Exercise goal:
Exactly the lines from the one containing "Trail camera review — mark every muddy" through the final line of the data are to be written out again, with nothing added.

*** Begin section ***

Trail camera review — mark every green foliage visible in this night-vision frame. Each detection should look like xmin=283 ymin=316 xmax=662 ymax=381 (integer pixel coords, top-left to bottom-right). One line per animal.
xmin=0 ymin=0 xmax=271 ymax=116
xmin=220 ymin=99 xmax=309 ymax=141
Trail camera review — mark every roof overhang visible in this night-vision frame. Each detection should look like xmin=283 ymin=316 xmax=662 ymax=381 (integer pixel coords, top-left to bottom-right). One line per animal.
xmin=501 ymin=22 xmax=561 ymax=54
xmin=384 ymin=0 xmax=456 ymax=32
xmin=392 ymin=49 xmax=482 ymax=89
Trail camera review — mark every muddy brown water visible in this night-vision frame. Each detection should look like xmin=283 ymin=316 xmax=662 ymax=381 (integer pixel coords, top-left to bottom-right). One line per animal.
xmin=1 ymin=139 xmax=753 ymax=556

*** End section ***

Solution:
Trail camera review — mark every muddy brown water visible in this night-vision frame. Each detection should look like xmin=283 ymin=316 xmax=662 ymax=381 (integer pixel coords, top-left to bottom-right). One line per animal.
xmin=1 ymin=139 xmax=753 ymax=556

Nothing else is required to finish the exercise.